→ **Work to complete**: Lines below starting with the line with "Where can the wood grain" and going on through the line with "Where can the white" must be output exactly; the rest of the records must be left out.

→ **Material for this task**:
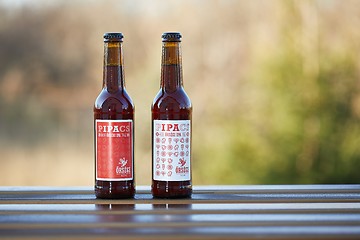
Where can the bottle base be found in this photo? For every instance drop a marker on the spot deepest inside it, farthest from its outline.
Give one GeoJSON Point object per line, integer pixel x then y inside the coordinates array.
{"type": "Point", "coordinates": [171, 190]}
{"type": "Point", "coordinates": [114, 190]}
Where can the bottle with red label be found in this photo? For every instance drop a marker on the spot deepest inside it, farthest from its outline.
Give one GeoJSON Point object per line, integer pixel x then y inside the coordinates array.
{"type": "Point", "coordinates": [114, 127]}
{"type": "Point", "coordinates": [171, 126]}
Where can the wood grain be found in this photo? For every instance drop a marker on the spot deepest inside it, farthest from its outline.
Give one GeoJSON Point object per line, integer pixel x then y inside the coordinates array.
{"type": "Point", "coordinates": [214, 212]}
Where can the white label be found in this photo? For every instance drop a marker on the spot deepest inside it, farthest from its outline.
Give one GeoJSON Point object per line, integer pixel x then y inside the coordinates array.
{"type": "Point", "coordinates": [171, 150]}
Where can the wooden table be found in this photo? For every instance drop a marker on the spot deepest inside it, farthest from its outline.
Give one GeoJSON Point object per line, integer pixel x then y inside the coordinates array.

→ **Problem solution**:
Where can the wood grain be found in this photo? For every instance drop a marker on the spot deepest inside it, farthest from its outline.
Give one GeoJSON Point object per line, integer pixel x then y inside the coordinates array.
{"type": "Point", "coordinates": [214, 212]}
Where can the white label be found in this photo? For every instance drop a marker on the spot deepest inside it, farthest from its outline.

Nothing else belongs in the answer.